⟨

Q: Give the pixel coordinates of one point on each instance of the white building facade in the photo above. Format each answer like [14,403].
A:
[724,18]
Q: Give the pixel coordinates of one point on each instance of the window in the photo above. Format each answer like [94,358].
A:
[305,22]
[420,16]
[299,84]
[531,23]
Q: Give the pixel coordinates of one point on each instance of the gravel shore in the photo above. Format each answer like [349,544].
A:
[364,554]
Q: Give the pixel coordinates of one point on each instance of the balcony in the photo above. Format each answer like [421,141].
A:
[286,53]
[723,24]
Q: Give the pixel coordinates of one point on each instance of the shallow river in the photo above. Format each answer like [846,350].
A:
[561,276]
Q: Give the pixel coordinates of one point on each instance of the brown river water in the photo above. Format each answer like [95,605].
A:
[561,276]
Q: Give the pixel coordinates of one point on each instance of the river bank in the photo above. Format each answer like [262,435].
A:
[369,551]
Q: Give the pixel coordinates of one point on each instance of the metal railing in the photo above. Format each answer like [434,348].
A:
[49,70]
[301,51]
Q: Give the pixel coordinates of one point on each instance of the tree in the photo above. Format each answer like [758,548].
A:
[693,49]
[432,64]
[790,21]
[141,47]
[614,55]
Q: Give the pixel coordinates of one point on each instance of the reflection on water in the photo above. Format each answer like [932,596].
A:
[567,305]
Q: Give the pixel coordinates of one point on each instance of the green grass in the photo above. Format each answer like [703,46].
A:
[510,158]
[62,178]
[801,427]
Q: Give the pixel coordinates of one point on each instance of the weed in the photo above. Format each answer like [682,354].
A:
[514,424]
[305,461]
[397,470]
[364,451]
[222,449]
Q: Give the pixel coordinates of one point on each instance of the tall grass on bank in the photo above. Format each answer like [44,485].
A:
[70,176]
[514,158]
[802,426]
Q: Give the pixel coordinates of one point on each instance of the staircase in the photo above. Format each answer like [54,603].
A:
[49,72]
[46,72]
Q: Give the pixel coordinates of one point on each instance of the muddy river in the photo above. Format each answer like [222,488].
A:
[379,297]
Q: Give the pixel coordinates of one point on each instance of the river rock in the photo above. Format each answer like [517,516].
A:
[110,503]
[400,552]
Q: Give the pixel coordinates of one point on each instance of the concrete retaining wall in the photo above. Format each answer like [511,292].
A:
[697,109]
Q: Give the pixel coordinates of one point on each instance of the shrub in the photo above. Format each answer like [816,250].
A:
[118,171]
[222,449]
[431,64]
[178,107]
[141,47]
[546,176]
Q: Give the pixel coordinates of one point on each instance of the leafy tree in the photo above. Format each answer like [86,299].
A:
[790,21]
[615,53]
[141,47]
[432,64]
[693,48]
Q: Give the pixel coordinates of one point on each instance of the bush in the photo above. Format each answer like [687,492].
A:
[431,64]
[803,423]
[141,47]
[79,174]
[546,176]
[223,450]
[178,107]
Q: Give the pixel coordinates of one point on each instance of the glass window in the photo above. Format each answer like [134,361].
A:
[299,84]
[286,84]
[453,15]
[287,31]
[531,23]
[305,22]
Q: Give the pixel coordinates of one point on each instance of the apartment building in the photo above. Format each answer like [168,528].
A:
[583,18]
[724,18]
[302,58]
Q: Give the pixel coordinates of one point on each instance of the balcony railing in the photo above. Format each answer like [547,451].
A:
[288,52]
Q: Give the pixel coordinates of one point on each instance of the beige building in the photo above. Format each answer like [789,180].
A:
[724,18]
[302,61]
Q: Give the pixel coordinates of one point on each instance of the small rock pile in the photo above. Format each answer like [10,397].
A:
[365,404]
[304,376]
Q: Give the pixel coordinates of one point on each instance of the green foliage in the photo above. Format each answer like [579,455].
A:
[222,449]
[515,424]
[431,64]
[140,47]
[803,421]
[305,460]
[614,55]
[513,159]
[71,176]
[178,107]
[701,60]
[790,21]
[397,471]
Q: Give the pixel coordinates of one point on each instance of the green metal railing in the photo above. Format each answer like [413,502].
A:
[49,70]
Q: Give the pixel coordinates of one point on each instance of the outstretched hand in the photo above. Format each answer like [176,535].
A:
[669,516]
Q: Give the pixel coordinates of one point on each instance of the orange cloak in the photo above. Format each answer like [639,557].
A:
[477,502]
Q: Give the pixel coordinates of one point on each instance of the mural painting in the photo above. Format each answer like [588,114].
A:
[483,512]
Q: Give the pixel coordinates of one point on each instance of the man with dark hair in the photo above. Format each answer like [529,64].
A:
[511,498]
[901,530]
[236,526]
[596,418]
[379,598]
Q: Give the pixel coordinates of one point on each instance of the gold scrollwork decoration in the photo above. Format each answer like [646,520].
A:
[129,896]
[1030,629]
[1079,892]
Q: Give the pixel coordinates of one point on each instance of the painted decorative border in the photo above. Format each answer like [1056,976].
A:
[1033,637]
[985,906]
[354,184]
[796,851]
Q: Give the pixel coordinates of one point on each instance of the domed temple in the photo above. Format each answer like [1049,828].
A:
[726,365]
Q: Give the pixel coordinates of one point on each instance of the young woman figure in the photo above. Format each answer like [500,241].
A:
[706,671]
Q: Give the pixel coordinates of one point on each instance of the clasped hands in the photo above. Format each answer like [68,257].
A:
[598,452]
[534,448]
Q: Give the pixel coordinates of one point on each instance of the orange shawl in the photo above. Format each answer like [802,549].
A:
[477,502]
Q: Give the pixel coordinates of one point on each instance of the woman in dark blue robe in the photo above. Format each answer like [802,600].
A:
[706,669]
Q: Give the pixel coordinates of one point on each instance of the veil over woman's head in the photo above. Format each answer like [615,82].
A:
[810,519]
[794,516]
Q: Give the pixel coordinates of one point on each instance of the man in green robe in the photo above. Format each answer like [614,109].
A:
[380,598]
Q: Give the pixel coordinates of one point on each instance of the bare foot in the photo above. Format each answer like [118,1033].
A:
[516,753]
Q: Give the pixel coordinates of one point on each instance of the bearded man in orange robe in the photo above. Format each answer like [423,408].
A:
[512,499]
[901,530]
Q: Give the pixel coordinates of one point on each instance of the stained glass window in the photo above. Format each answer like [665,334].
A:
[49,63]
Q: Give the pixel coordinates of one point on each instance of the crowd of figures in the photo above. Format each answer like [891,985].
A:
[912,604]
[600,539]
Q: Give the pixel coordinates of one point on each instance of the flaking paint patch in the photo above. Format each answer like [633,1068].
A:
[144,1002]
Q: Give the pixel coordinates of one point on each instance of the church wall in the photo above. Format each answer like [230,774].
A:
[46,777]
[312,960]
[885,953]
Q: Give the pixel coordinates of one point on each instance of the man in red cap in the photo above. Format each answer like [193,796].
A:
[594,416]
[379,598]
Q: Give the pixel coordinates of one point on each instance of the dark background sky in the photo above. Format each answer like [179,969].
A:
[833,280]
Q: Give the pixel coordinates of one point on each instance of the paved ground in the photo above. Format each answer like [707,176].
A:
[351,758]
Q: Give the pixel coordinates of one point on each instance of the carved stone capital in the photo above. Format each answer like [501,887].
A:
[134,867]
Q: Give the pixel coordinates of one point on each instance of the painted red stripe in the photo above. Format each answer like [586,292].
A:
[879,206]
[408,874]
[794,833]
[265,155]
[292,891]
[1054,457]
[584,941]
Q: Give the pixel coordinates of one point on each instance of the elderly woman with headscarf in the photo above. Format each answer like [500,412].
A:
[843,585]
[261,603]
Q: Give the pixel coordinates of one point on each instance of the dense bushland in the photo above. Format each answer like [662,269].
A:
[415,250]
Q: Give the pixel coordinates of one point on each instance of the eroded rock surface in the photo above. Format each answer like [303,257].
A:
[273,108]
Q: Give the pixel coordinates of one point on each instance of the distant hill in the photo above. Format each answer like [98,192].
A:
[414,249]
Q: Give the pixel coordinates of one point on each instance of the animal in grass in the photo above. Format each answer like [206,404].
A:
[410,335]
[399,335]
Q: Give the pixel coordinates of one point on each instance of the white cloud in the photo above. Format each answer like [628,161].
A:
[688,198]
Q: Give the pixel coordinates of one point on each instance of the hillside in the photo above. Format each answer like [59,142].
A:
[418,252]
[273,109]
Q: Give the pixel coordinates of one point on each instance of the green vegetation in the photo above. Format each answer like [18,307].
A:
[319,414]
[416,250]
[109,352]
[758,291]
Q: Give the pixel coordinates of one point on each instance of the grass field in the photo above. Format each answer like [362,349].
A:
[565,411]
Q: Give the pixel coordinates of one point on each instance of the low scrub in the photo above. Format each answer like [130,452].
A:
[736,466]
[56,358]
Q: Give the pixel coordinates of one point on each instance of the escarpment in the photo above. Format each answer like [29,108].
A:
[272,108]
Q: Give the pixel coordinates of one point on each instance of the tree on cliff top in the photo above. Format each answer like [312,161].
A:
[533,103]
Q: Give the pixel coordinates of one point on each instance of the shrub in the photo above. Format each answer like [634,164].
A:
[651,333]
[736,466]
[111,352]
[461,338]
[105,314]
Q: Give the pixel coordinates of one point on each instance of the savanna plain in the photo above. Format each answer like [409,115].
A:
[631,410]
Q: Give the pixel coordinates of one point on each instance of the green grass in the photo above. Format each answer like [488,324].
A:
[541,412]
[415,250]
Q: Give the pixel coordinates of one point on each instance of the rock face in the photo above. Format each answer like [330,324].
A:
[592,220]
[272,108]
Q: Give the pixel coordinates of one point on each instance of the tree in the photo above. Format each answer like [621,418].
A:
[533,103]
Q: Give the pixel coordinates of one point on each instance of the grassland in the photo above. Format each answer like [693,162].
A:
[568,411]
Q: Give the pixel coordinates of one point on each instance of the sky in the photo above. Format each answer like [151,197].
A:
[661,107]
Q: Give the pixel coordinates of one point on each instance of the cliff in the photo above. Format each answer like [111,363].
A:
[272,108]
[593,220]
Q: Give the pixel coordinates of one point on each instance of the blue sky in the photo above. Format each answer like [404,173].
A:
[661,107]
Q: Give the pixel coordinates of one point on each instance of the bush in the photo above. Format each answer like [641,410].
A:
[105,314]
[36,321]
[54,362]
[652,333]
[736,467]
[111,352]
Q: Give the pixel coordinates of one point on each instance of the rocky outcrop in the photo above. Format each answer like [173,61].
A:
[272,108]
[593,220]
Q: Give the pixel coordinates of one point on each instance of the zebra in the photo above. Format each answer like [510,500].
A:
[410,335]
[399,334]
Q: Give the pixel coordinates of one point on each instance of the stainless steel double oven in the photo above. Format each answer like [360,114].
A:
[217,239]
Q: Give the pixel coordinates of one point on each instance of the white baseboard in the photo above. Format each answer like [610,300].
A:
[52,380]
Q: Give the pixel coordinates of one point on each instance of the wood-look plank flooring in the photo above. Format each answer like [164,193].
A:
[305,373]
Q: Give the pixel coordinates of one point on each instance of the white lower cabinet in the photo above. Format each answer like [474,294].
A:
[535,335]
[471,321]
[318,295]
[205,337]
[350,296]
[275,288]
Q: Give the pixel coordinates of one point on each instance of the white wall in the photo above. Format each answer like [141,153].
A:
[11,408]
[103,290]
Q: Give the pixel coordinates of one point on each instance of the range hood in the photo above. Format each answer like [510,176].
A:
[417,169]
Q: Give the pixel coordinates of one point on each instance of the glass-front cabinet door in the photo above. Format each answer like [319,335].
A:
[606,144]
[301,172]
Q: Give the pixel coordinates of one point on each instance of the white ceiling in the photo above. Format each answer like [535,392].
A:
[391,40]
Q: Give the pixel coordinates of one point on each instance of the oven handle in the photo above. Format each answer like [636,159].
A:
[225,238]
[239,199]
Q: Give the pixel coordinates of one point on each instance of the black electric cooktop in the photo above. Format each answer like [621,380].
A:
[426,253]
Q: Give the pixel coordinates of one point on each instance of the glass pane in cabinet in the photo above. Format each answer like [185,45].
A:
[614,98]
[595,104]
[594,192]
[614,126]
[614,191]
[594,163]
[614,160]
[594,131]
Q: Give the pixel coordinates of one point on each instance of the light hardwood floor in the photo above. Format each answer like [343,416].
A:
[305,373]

⟩

Goal of the exercise
Your task is to write out the lines from the one with "answer like [510,176]." through the end of the records, exactly and with nothing added.

Reply to the task
Q: Give the pixel coordinates of one point on each instance of the range hood in the photo above. Format each answer like [510,176].
A:
[417,169]
Q: Give the pixel coordinates of one point on each instance of the glass-front cabinet door in the photo above. Format each answer like [319,335].
A:
[606,144]
[301,172]
Q: Give the pixel coordinates of one point on each instance of the white ceiling in the photo above. Format each answer like [535,392].
A:
[391,40]
Q: Give the pixel coordinates of one point on each instance of the oven handle in the photo above. Format each answer like [636,159].
A:
[225,238]
[239,199]
Q: Give the pixel coordinates of one point on each instance of the black electric cooktop in the photo above. Format each answer like [621,380].
A:
[426,253]
Q: Give the pixel coordinates of one point on each instance of the glass pane in cabinet in the photo above. Format each answer like [185,45].
A:
[614,98]
[595,104]
[594,192]
[614,126]
[614,191]
[594,163]
[614,160]
[594,131]
Q: Give the pixel coordinates of one point on each instance of the light hardwood floor in the photo above. Format each answer like [343,416].
A:
[305,373]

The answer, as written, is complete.